> _EXERCISE DIRECTIONS_
Copy word for word the passage on Obama's outreach to the Muslim world, from "The administration’s direct" to "the Afghan insurgency.".

> _TEXT SEGMENT_
Third, although no historical or societal events or trends can justify or condone the use of violence and terrorism, it is imperative that we deepen our expertise about Muslim societies and understand Muslims’ view of themselves, their future vision of their faith, their different historical narratives, and their attitudes towards non-Muslims. It is equally imperative that Muslims also expand their knowledge about Western societies and cultures and about the common values that unite non-Muslim societies. Through this expertise, both sides can begin to search for common ground and tear down the walls of suspicion and mistrust between Islam and non-Muslims.

And now please allow me to focus on the President’s speech.

President Obama’s post-inauguration statements on political Islam and his speeches in Turkey and Cairo have resonated well in the Muslim world, reflecting a willingness to move beyond the confrontational policy of the previous administration to a new era of “smart diplomacy.” According to media reports from Arab and Muslim countries, the bounce from President Obama’s conciliatory rhetoric among Arabs and Muslims would be long-lasting if it is followed by significant policy shifts on human rights, political reform, democracy, war crimes, closing Guantanamo and by renewed efforts at the highest level to resolve the Israeli-Palestinian conflict.

The administration’s direct contact with Iran, despite the Iranian government’s heavy-handed silencing of dissent over the June 2009 presidential election, again signals the President’s commitment to engaging the Muslim world and moving away from confrontation to diplomacy. The implied decoupling of the Afghan Taliban from al-Qa’ida and the Pakistan Taliban is another affirmation by the Obama administration—the so-called big “T” versus small “t”— that a distinction is being made between fighting terrorism and extending a peaceful hand to the wider Muslim world.

The bad news about Afghanistan is that the firefight is becoming much bloodier and the Taliban more emboldened. The debate in Washington, DC this past month focused on whether the US should pursue a different course of action regarding the Afghan insurgency.

President Obama’s Cairo speech and his elaboration on his vision of future relations with the Muslim world, helped put to rest the perception that many Muslims held during the previous administration that the war on terror was a war on Islam. In addressing “Muslim communities” not Muslim regimes, the president seemed to signal these regimes in his historic Cairo speech that engagement will be broad-based, will not be funneled through regimes, and will focus on economic and educational opportunities that will help improve the quality of life in these societies and will provide their youth with hope for the future.

Core Themes

The President’s “single narrative” approach to the Muslim world reflected several core themes, including the following:

1. America is not at war with Islam.
2. All religions share many “noble” ideas, including justice, tolerance, fairness, and a desire to make choices freely, and most peoples worldwide aspire for dignity, respect, equality, economic opportunity, progress and security.
3. Peoples in different societies, regardless of race, religion and color should be able to select their governments freely and that governments should be transparent, accountable, just and committed to the rule of law.
4. The United States is committed to engaging Muslim communities to help foster a tolerant and creative vision of Islam, but that Muslims themselves, not the US, should drive the debate.
5. The US is committed to working with Muslim communities to settle regional conflicts on the basis of justice, fairness, and equity.
6. In the pursuit of these objectives, the United States is committed to partner with American Muslims because they can act as a bridge between the United States and the Muslim world.

> _EXTRACTED DATA_

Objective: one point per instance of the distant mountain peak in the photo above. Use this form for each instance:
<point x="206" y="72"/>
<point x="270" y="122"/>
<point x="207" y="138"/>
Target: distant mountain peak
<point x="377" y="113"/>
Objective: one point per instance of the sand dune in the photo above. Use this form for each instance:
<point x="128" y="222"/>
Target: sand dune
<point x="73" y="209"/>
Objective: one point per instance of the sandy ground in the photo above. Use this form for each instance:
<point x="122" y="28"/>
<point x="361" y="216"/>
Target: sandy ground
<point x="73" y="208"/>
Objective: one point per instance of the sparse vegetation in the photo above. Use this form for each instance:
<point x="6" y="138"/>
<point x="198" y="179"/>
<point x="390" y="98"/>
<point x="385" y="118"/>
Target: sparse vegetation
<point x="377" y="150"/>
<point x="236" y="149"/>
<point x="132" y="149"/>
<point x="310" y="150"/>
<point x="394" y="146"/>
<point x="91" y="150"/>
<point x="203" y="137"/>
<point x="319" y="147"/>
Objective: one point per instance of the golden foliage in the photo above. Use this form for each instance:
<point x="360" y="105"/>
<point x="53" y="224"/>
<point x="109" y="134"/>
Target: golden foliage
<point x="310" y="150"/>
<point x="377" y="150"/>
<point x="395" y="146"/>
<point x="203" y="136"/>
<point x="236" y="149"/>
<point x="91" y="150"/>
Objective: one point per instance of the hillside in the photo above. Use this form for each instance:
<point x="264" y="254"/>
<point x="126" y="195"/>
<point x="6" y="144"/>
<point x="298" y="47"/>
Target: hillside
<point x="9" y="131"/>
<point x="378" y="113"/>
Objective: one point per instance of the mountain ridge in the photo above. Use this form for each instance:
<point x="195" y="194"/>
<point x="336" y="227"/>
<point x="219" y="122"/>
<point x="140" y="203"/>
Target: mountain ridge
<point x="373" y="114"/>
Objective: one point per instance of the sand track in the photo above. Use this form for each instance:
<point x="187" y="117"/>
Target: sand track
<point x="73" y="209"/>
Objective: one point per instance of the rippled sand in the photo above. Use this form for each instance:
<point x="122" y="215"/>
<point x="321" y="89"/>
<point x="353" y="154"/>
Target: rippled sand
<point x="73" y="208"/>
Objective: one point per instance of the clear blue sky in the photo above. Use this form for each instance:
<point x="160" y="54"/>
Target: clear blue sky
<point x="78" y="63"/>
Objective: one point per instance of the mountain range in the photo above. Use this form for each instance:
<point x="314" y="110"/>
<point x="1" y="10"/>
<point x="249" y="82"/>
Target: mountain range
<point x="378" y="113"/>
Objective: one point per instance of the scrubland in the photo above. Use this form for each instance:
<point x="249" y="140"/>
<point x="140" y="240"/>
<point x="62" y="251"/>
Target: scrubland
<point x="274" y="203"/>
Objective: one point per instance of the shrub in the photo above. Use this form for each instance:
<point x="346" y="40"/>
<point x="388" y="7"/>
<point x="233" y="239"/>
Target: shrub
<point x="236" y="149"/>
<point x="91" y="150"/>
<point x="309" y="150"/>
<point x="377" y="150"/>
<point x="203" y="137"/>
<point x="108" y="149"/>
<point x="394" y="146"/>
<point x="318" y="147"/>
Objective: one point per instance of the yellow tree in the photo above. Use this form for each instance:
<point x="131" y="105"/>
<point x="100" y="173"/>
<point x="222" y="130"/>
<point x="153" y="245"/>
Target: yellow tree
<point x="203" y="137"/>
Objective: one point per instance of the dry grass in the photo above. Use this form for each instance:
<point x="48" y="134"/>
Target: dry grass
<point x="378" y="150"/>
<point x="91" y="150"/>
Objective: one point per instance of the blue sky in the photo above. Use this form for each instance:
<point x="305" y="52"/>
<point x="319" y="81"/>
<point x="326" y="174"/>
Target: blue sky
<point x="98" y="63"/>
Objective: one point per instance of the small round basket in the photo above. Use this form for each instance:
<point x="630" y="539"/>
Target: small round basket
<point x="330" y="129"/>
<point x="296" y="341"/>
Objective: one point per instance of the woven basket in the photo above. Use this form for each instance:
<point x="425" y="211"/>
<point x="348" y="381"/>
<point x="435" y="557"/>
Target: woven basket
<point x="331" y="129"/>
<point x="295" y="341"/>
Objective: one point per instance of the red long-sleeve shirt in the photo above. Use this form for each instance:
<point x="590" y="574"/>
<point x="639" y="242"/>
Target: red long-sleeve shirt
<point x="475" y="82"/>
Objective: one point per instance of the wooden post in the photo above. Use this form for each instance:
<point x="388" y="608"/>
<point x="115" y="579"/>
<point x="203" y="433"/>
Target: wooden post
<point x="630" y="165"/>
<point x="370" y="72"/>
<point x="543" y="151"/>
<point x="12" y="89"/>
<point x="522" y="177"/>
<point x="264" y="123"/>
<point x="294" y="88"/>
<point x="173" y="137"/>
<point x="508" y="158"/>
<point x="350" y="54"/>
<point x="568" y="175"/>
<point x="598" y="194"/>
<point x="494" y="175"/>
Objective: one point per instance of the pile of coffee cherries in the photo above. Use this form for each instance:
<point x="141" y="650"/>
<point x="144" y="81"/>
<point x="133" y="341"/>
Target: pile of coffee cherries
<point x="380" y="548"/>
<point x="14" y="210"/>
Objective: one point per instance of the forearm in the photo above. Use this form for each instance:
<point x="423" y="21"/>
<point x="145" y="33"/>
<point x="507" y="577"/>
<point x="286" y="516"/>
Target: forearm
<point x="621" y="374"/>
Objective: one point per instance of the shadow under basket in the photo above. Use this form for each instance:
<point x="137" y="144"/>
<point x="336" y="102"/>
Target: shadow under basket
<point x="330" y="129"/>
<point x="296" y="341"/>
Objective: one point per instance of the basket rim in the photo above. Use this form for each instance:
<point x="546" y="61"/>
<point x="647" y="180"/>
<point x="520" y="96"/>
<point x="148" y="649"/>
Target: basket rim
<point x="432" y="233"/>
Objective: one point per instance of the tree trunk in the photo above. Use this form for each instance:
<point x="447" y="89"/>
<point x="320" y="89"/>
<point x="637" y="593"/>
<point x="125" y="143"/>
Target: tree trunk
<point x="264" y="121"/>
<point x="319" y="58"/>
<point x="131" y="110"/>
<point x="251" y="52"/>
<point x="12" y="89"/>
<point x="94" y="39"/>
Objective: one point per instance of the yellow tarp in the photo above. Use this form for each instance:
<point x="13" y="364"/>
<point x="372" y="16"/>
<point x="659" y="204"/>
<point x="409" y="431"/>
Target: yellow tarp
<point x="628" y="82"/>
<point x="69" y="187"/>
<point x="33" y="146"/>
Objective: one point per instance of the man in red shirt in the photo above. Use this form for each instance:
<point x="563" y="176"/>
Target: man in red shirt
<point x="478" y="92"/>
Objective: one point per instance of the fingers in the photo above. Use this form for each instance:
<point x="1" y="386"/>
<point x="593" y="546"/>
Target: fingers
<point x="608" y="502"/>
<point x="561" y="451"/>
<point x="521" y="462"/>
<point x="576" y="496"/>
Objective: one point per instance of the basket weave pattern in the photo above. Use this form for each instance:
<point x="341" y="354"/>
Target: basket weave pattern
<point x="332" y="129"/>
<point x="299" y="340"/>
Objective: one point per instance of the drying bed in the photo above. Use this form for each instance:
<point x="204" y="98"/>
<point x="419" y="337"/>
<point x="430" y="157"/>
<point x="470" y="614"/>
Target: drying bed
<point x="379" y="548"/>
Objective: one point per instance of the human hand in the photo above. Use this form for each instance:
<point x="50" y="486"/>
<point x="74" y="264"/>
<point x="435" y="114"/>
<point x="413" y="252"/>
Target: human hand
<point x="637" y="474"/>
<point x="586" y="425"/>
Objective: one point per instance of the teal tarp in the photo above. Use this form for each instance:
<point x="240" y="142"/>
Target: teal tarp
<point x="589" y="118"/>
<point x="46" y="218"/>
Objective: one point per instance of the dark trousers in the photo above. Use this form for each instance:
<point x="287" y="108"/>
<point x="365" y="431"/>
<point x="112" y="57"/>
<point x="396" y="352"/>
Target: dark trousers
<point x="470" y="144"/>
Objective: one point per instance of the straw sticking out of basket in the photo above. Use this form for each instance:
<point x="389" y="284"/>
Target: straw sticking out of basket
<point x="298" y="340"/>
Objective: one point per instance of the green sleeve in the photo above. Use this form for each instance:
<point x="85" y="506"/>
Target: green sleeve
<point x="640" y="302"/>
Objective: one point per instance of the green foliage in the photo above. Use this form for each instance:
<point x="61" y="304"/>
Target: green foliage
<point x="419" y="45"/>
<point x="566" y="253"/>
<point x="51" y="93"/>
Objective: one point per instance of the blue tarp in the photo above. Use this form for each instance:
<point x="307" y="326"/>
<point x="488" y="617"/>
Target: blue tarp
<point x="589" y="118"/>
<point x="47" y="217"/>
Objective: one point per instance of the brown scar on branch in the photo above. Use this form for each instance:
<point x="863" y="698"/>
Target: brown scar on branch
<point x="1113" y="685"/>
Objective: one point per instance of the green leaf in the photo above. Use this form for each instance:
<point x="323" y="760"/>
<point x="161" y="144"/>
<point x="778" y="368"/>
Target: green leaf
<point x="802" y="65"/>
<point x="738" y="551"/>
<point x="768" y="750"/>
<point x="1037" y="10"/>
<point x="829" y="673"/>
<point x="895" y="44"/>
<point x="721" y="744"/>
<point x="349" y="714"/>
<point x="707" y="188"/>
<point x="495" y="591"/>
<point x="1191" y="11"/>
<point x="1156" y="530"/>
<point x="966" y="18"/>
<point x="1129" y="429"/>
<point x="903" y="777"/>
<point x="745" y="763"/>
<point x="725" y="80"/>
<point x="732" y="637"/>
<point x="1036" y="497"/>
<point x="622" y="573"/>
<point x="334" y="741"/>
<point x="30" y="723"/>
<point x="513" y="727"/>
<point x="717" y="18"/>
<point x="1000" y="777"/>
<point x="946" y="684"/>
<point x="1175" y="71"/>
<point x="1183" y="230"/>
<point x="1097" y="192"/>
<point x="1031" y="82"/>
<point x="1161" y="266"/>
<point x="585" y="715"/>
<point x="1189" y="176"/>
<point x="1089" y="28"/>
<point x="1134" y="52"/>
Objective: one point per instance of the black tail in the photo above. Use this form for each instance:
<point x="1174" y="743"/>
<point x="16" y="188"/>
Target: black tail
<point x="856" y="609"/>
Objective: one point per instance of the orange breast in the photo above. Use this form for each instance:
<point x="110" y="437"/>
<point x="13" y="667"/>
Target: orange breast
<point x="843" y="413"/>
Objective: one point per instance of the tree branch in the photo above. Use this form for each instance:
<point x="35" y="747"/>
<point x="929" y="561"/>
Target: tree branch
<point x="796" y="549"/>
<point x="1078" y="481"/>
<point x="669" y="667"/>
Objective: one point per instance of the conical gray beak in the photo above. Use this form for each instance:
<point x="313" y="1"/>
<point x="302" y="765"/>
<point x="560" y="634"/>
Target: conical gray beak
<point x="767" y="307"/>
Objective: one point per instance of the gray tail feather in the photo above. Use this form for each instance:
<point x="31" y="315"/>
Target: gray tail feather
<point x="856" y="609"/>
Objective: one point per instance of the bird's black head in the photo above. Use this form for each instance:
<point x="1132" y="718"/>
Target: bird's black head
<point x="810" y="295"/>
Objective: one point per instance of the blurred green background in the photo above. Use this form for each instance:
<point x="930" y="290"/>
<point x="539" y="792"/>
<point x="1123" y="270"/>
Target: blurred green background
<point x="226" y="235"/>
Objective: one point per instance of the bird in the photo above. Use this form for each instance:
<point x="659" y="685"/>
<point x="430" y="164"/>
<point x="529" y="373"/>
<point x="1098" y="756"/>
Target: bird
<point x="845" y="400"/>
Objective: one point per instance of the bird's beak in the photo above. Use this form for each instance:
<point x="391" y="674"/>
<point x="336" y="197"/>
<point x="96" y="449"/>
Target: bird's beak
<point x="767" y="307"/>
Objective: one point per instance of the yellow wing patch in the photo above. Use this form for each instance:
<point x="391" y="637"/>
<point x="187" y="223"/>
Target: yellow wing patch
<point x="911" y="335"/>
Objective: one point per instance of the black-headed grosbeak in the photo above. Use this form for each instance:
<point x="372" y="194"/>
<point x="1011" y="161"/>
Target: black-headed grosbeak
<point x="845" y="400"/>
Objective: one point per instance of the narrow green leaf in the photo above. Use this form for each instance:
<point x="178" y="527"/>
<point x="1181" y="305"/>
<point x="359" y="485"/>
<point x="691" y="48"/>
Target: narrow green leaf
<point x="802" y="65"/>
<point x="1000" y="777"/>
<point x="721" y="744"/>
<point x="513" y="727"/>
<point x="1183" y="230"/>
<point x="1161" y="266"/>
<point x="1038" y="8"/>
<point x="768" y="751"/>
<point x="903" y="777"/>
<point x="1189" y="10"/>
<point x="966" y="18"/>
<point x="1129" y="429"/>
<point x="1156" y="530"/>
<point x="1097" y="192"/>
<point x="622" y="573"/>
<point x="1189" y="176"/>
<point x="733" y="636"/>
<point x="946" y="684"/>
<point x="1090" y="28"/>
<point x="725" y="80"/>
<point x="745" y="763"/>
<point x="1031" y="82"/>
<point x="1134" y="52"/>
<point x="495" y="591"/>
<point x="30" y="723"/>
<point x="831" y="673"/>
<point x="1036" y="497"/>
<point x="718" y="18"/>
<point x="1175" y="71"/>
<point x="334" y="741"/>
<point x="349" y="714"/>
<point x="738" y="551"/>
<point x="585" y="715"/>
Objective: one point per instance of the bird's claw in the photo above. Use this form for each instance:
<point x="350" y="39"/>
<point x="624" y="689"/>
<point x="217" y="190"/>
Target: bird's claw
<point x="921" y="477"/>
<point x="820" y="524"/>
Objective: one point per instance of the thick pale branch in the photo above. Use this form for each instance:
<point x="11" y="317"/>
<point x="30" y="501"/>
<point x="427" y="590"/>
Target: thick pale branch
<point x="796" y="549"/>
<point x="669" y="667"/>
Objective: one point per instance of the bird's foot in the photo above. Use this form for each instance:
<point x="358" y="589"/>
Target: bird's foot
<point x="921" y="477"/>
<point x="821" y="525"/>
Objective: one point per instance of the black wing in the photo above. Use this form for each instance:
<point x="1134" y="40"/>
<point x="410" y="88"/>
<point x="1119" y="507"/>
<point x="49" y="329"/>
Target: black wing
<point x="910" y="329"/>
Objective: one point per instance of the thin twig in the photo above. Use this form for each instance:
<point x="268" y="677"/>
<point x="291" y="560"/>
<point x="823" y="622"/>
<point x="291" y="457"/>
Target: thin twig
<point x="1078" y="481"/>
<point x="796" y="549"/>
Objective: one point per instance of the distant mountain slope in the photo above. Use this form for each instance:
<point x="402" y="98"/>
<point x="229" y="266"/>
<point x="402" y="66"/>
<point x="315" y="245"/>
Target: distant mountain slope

> _FINISHED TASK_
The administration’s direct contact with Iran, despite the Iranian government’s heavy-handed silencing of dissent over the June 2009 presidential election, again signals the President’s commitment to engaging the Muslim world and moving away from confrontation to diplomacy. The implied decoupling of the Afghan Taliban from al-Qa’ida and the Pakistan Taliban is another affirmation by the Obama administration—the so-called big “T” versus small “t”— that a distinction is being made between fighting terrorism and extending a peaceful hand to the wider Muslim world.

The bad news about Afghanistan is that the firefight is becoming much bloodier and the Taliban more emboldened. The debate in Washington, DC this past month focused on whether the US should pursue a different course of action regarding the Afghan insurgency.